INSTRUCTIONS FOR THE TASK -
Your answer must be a word-for-word copy of the data.

INFORMATION GIVEN -

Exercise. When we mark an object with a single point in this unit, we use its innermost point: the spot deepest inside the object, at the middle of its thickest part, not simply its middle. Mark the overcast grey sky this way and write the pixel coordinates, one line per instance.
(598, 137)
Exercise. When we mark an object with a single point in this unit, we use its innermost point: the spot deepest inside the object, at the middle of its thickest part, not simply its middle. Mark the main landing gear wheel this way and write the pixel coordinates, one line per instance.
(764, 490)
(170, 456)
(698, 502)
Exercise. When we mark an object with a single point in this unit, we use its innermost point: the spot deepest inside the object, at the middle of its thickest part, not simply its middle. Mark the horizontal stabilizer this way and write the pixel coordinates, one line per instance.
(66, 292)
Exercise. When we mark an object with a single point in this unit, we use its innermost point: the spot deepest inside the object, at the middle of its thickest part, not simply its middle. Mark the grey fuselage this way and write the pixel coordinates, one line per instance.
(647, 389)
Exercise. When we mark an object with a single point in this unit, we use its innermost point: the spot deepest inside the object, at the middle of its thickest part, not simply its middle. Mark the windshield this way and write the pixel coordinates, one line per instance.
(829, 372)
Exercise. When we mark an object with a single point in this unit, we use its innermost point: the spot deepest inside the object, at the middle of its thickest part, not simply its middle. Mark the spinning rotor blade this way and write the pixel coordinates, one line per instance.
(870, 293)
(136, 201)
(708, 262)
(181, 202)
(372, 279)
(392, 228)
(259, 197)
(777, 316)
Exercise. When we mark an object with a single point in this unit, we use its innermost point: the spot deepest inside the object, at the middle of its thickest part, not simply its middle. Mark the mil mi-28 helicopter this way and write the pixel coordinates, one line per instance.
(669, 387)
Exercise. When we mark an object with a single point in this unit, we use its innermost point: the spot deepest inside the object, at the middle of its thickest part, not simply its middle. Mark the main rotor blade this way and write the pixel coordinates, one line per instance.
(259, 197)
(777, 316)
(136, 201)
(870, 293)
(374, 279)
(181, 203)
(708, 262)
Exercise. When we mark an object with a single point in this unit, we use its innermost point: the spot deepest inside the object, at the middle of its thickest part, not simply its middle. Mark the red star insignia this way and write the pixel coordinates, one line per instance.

EXPECTED OUTPUT -
Exercise. When we mark an object with a single point in this unit, we use its innermost point: the spot deepest inside the object, at the middle of its thickest part, not simply its middle. Mark the overcast grey sky this way and write the pixel coordinates, one line per instance.
(598, 137)
Exercise. When we mark an object with a single point in this unit, we use its innermost point: the spot deepest inside the object, at the middle of its thickest part, not simply its middle. Mark the main landing gear wheel this way and write the pixel coordinates, one line per instance.
(764, 490)
(170, 456)
(698, 502)
Exercise. When we mark an object with a single point in this unit, we use its innermost point: the spot deepest inside the object, at the middle of its thickest part, not simply its middle. Mark the horizontal stabilizer this way and write the pixel coordinates, one line per instance.
(66, 292)
Exercise. When we mark an object with a single point in this unit, we use its innermost point: the spot deepest inside the object, at the middle of its thickest part, not simply its middle. Mark the grey fuselage this way and write the pixel coordinates, one line per instance.
(647, 389)
Exercise. When we mark an object with a single point in this unit, we use its innermost point: the spot deepest inside the object, at the middle of its thickest part, not simply its middle. Mark the windshield this way and write the pixel coordinates, one line per instance.
(829, 372)
Exercise. When we mark an object with a single point in this unit, we use its innermost point: the spot deepest inside the object, at the middle of its thickest part, not simply its middle. Mark the spinning rotor blade this way and write the pixel coordinates, one line per instance.
(870, 293)
(136, 201)
(708, 262)
(181, 202)
(372, 279)
(392, 228)
(259, 197)
(777, 316)
Exercise. When we mark an object with a single point in this unit, we use its innermost point: the spot deepest inside the object, at the middle of its thickest part, not simply its middle. Mark the mil mi-28 helicopter this way and write the pixel coordinates, one line per instance.
(669, 387)
Exercise. When we mark an object with a single point in this unit, we use its innermost point: the spot deepest inside the object, at the middle of its thickest part, not simply its middle. Mark the main rotor blade this way and write the pixel coordinates, one line per instance.
(259, 197)
(777, 316)
(136, 201)
(870, 293)
(374, 279)
(181, 203)
(708, 262)
Exercise. When we mark an object with a single point in this unit, we use its innermost point: the spot deepest inside the object, at the middle of its thickest part, not simply its middle. Mark the red star insignia this way and write the pixel coordinates, one line per instance.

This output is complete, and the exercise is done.